> **Instructions to follow**: Count lines holding the string "large" in the data that follows. Reply with one number only.

> **Records to process**:
+ + + +
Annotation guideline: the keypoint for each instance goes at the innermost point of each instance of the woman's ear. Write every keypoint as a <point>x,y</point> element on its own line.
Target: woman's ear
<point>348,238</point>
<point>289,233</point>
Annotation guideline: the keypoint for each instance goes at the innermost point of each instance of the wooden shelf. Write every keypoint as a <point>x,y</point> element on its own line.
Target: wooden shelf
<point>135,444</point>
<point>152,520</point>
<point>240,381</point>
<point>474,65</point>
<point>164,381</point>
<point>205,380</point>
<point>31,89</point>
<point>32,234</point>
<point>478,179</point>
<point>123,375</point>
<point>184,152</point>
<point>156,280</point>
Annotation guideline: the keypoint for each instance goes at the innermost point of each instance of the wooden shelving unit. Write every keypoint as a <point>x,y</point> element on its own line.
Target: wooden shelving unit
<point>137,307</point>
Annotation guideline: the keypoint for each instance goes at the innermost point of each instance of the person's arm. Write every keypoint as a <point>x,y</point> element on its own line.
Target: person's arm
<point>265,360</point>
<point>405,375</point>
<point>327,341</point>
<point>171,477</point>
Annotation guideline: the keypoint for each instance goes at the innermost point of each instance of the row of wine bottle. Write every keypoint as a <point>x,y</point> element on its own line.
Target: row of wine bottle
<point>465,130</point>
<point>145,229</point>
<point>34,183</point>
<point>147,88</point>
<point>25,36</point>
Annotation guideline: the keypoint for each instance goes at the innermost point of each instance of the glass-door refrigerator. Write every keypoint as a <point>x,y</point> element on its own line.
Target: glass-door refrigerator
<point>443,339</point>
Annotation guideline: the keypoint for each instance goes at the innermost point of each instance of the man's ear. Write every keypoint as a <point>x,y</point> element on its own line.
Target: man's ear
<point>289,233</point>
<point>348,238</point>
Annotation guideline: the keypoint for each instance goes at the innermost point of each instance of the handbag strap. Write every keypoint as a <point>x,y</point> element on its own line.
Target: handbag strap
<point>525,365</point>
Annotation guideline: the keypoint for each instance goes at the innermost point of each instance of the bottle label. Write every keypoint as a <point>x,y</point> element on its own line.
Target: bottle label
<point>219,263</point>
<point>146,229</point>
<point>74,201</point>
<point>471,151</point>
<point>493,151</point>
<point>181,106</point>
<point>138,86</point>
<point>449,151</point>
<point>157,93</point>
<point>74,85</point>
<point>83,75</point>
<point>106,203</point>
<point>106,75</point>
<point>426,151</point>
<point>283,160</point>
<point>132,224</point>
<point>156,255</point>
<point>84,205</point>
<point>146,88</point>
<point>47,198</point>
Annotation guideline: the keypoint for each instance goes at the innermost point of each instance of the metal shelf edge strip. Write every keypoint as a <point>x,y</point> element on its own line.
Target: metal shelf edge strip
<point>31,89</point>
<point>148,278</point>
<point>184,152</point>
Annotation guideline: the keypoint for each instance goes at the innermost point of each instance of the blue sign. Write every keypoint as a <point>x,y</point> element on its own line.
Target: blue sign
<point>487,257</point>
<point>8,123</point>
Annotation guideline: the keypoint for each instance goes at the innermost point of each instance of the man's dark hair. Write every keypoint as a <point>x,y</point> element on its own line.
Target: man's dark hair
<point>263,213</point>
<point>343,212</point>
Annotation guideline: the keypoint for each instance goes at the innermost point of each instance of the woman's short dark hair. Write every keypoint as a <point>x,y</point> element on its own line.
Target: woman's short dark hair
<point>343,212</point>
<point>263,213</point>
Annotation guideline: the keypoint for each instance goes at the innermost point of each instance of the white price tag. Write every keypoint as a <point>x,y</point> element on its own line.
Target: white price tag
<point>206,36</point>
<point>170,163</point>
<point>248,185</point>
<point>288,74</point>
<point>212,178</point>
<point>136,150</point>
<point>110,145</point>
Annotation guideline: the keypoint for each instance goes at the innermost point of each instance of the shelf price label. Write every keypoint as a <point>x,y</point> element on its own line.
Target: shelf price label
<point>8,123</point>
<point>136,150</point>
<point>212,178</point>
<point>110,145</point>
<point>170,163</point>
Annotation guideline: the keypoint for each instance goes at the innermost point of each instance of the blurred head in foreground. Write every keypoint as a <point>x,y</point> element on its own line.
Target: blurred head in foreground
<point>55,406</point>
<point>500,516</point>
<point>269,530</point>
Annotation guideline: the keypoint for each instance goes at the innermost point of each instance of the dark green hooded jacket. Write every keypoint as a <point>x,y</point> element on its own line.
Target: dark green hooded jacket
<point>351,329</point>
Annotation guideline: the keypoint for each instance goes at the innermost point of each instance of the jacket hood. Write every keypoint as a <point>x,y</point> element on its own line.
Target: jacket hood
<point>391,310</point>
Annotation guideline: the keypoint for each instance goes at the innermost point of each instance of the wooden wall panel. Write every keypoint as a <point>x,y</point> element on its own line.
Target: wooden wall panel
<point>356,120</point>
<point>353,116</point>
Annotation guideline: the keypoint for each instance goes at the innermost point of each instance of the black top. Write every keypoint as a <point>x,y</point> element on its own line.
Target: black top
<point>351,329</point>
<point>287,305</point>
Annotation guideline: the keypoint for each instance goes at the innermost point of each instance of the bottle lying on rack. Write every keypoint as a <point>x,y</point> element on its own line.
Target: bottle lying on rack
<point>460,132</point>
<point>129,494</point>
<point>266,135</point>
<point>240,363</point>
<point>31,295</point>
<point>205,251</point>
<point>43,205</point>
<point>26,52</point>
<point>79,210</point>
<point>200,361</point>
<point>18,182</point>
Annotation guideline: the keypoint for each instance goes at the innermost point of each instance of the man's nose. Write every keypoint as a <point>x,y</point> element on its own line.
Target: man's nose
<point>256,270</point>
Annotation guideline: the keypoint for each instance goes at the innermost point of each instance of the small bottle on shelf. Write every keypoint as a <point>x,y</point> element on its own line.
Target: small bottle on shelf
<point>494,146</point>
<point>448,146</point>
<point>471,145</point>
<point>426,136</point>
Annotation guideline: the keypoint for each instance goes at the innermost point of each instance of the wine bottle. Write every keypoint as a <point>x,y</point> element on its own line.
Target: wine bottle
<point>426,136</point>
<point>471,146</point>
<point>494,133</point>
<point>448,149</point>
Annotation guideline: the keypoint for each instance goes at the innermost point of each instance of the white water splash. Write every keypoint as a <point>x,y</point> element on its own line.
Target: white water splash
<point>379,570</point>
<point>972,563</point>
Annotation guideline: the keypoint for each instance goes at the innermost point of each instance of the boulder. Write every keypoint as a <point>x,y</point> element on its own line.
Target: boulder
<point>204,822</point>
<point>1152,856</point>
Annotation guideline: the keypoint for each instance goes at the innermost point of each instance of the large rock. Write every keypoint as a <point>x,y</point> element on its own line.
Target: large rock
+ + + +
> **Result of the exercise**: 2